* Required work
Output every entry exactly as written, but omit the pictures.

* Records provided
-- Opening Marker --
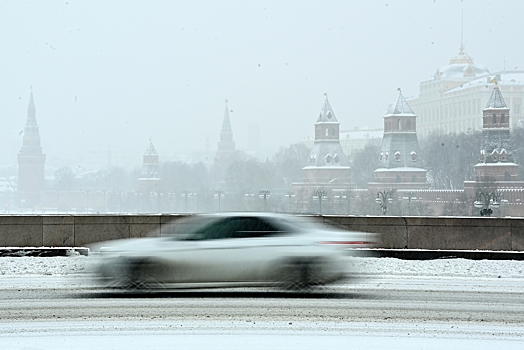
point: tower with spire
(149, 176)
(496, 162)
(31, 162)
(327, 171)
(399, 159)
(327, 159)
(226, 146)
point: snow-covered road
(51, 303)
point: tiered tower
(327, 159)
(496, 156)
(149, 176)
(399, 158)
(31, 162)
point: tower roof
(226, 123)
(326, 113)
(31, 112)
(151, 149)
(400, 107)
(496, 100)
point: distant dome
(461, 66)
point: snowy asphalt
(52, 303)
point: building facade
(453, 99)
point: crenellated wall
(444, 233)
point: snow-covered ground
(445, 274)
(62, 266)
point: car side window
(236, 227)
(253, 227)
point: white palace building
(453, 100)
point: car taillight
(349, 243)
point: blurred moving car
(233, 250)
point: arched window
(495, 156)
(503, 155)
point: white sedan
(233, 250)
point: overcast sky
(108, 75)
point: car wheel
(299, 274)
(141, 275)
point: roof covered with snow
(326, 113)
(461, 66)
(400, 107)
(496, 100)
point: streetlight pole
(289, 195)
(319, 196)
(383, 198)
(219, 194)
(409, 198)
(486, 201)
(264, 194)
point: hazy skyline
(107, 76)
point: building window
(495, 156)
(503, 155)
(397, 156)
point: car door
(241, 248)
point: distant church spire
(31, 162)
(226, 146)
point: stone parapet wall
(445, 233)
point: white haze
(108, 75)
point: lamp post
(250, 200)
(344, 197)
(289, 195)
(383, 199)
(487, 201)
(410, 197)
(264, 194)
(219, 194)
(186, 195)
(319, 196)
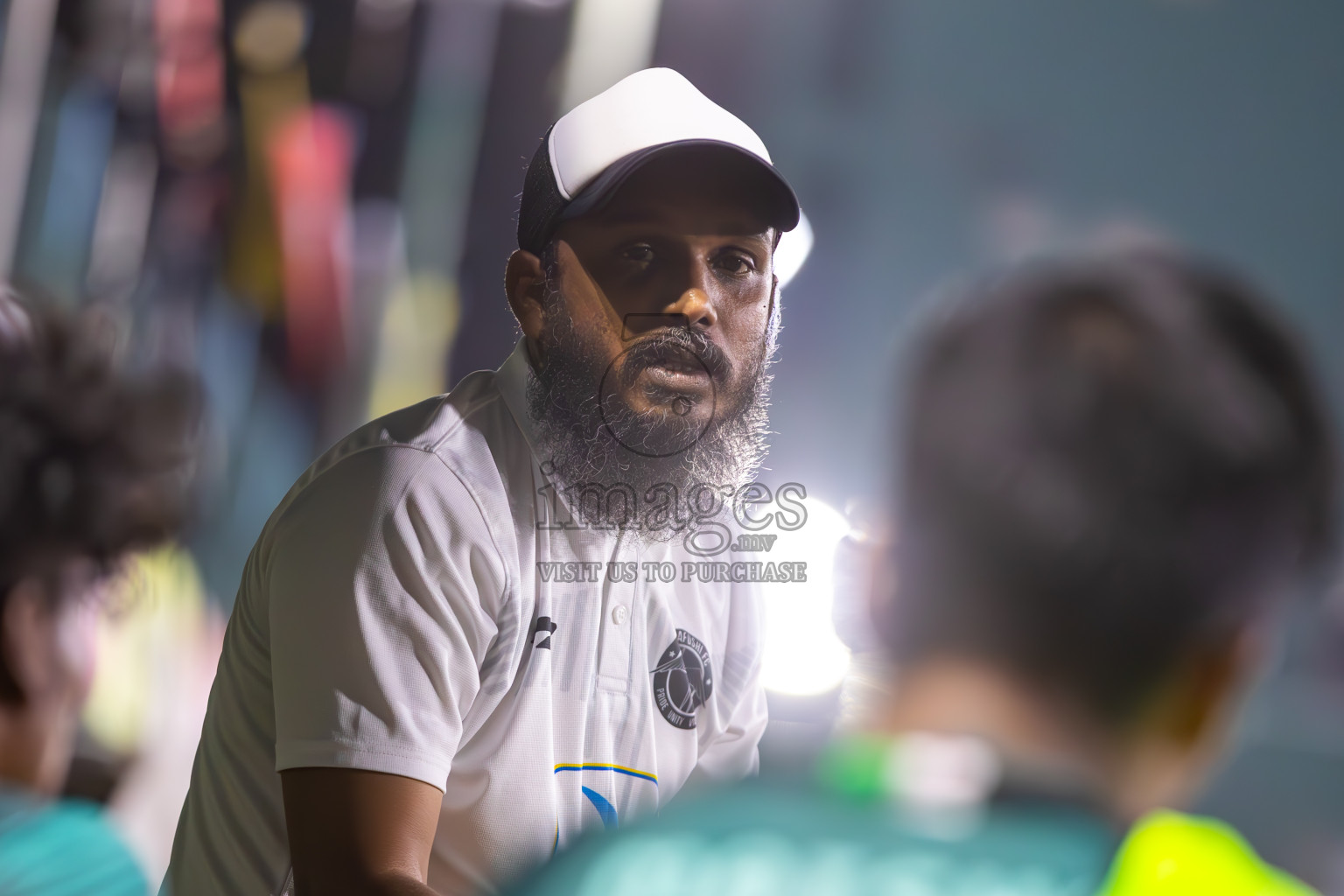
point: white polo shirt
(402, 612)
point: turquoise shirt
(843, 835)
(789, 838)
(62, 848)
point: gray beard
(584, 439)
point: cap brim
(782, 205)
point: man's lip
(677, 375)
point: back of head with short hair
(1105, 462)
(94, 461)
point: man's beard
(586, 434)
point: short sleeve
(730, 750)
(383, 589)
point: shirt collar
(511, 379)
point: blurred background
(312, 203)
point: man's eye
(735, 265)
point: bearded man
(454, 647)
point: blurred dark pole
(521, 105)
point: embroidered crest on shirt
(683, 680)
(542, 633)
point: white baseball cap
(586, 156)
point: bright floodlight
(794, 248)
(802, 654)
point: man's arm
(359, 832)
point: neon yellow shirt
(1172, 855)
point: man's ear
(1211, 685)
(25, 644)
(524, 284)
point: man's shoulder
(458, 439)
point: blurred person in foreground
(1109, 473)
(94, 465)
(431, 677)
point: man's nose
(694, 303)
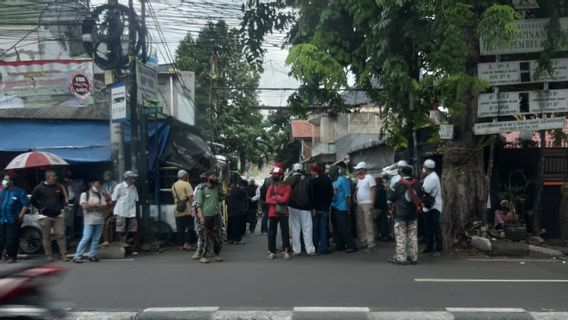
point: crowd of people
(310, 208)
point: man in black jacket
(50, 200)
(300, 206)
(323, 195)
(405, 226)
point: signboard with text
(516, 72)
(46, 83)
(530, 38)
(522, 125)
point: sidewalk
(323, 313)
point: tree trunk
(463, 180)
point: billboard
(46, 83)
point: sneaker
(394, 261)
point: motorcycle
(23, 295)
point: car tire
(30, 240)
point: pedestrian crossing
(314, 313)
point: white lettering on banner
(548, 101)
(530, 38)
(511, 72)
(522, 125)
(489, 105)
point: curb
(323, 314)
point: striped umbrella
(36, 159)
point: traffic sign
(522, 125)
(147, 81)
(517, 72)
(493, 105)
(152, 110)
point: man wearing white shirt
(125, 196)
(431, 187)
(365, 194)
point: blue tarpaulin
(74, 141)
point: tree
(216, 57)
(410, 56)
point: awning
(74, 141)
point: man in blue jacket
(14, 204)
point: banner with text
(46, 83)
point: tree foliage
(237, 122)
(412, 56)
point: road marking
(183, 309)
(508, 310)
(331, 309)
(494, 280)
(511, 260)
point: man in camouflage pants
(406, 219)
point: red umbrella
(36, 159)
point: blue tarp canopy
(74, 141)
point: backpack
(301, 196)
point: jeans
(341, 233)
(234, 228)
(58, 226)
(321, 231)
(185, 230)
(91, 233)
(366, 225)
(9, 239)
(284, 233)
(433, 231)
(264, 221)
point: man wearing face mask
(208, 202)
(14, 204)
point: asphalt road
(247, 280)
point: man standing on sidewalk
(406, 218)
(323, 195)
(14, 204)
(183, 198)
(340, 207)
(208, 202)
(301, 205)
(125, 196)
(433, 190)
(365, 193)
(50, 200)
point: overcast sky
(177, 17)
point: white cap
(182, 173)
(361, 165)
(401, 164)
(130, 174)
(430, 164)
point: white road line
(331, 309)
(494, 280)
(508, 310)
(183, 309)
(512, 260)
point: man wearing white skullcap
(432, 208)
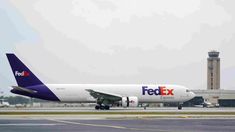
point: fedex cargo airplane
(105, 95)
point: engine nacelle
(130, 101)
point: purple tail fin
(23, 75)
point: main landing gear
(180, 105)
(102, 107)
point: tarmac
(158, 120)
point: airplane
(3, 103)
(105, 95)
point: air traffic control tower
(213, 71)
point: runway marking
(107, 126)
(29, 124)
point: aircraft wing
(104, 95)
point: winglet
(24, 77)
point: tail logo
(21, 74)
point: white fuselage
(149, 94)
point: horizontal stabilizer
(24, 89)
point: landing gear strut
(102, 107)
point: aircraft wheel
(180, 107)
(102, 107)
(97, 107)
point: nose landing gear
(180, 105)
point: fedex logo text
(161, 90)
(21, 74)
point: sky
(124, 41)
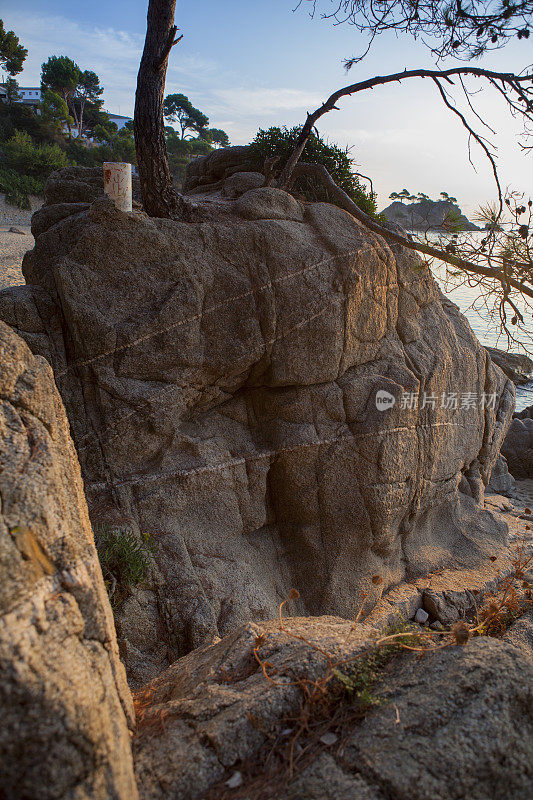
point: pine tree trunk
-- Closing Marker --
* Answer space
point: tower with spire
(149, 176)
(496, 162)
(31, 162)
(327, 171)
(399, 159)
(327, 159)
(226, 146)
point: snow-covered road
(51, 303)
point: tiered tower
(327, 159)
(496, 156)
(149, 176)
(399, 158)
(31, 162)
point: tower roof
(226, 123)
(326, 113)
(31, 112)
(151, 149)
(400, 107)
(496, 100)
point: distant dome
(461, 66)
point: snowy asphalt
(52, 303)
point: building facade
(453, 99)
point: crenellated wall
(444, 233)
point: snow-covered ground
(445, 274)
(62, 266)
point: car side window
(236, 227)
(253, 227)
point: white palace building
(453, 100)
point: car taillight
(349, 243)
point: blurred moving car
(233, 250)
point: arched window
(495, 156)
(503, 155)
point: white sedan
(233, 250)
point: overcast sky
(108, 75)
point: car wheel
(299, 274)
(141, 275)
point: roof covered with snow
(326, 113)
(461, 66)
(400, 107)
(496, 100)
point: streetlight pole
(289, 195)
(319, 196)
(383, 198)
(219, 194)
(409, 198)
(486, 201)
(264, 194)
point: hazy skyline
(107, 76)
point: building window
(495, 156)
(503, 155)
(397, 156)
point: car door
(241, 248)
point: distant church spire
(31, 162)
(226, 146)
point: stone parapet wall
(445, 233)
point: white haze
(108, 75)
point: lamp post
(250, 200)
(344, 197)
(289, 195)
(383, 199)
(487, 201)
(410, 197)
(264, 194)
(219, 194)
(186, 195)
(319, 196)
point: white polo shirt
(402, 612)
point: turquoise shirt
(843, 835)
(789, 838)
(62, 848)
point: gray beard
(584, 439)
point: cap brim
(782, 205)
point: man's lip
(677, 375)
point: back of head with short hair
(1105, 462)
(94, 461)
point: man's beard
(586, 434)
point: short sleeve
(730, 750)
(383, 589)
point: shirt collar
(511, 379)
point: blurred background
(312, 203)
point: man's eye
(735, 265)
point: bearded man
(454, 647)
point: blurred dark pole
(521, 105)
point: embroidered crest on shirt
(683, 680)
(542, 633)
point: white baseball cap
(586, 156)
point: bright floodlight
(794, 248)
(802, 654)
point: man's arm
(359, 832)
point: neon yellow shirt
(1172, 855)
point: man's ear
(1211, 685)
(25, 644)
(524, 284)
point: man's shoulder
(458, 439)
point: blurred person in foreground
(1109, 473)
(94, 465)
(431, 677)
point: man's nose
(694, 303)
point: crowd of people
(310, 208)
point: man in black jacket
(50, 200)
(300, 206)
(323, 195)
(405, 226)
point: signboard with text
(516, 72)
(46, 83)
(530, 38)
(522, 125)
point: sidewalk
(323, 313)
point: tree trunk
(463, 180)
point: billboard
(46, 83)
point: sneaker
(394, 261)
point: motorcycle
(23, 295)
point: car tire
(30, 240)
point: pedestrian crossing
(314, 313)
point: white lettering on banner
(548, 101)
(530, 38)
(511, 72)
(522, 125)
(489, 105)
point: curb
(323, 314)
point: striped umbrella
(36, 159)
point: traffic sign
(522, 125)
(147, 81)
(517, 72)
(493, 105)
(152, 110)
point: man wearing white shirt
(125, 196)
(431, 187)
(365, 194)
point: blue tarpaulin
(74, 141)
point: tree
(216, 57)
(410, 56)
point: awning
(74, 141)
point: man in blue jacket
(14, 204)
point: banner with text
(46, 83)
point: tree foliage
(237, 122)
(412, 56)
point: road marking
(183, 309)
(508, 310)
(331, 309)
(494, 280)
(511, 260)
point: man in camouflage pants
(406, 219)
point: red umbrella
(36, 159)
point: blue tarp canopy
(74, 141)
point: backpack
(301, 196)
point: jeans
(341, 233)
(234, 228)
(58, 226)
(321, 231)
(185, 230)
(91, 233)
(366, 225)
(9, 239)
(284, 233)
(433, 231)
(264, 221)
point: man wearing face mask
(208, 202)
(14, 204)
point: asphalt road
(247, 280)
point: man standing on sidewalk
(406, 218)
(323, 195)
(14, 204)
(183, 198)
(340, 207)
(208, 202)
(301, 205)
(125, 196)
(433, 190)
(365, 193)
(50, 200)
point: overcast sky
(177, 17)
point: white cap
(182, 173)
(361, 165)
(401, 164)
(130, 174)
(430, 164)
point: white road line
(331, 309)
(494, 280)
(508, 310)
(183, 309)
(512, 260)
point: man wearing white skullcap
(432, 208)
point: fedex cargo airplane
(105, 95)
point: engine nacelle
(130, 101)
point: purple tail fin
(23, 75)
point: main landing gear
(180, 105)
(102, 107)
point: tarmac
(158, 120)
point: airplane
(3, 103)
(105, 95)
point: air traffic control tower
(213, 71)
point: runway marking
(107, 126)
(29, 124)
point: aircraft wing
(104, 95)
point: winglet
(24, 77)
point: tail logo
(21, 74)
point: white fuselage
(149, 94)
point: horizontal stabilizer
(24, 89)
point: landing gear strut
(102, 107)
point: aircraft wheel
(180, 107)
(102, 107)
(97, 107)
point: nose landing gear
(180, 105)
point: fedex logo text
(161, 90)
(21, 74)
point: sky
(124, 41)
point: pine tree trunk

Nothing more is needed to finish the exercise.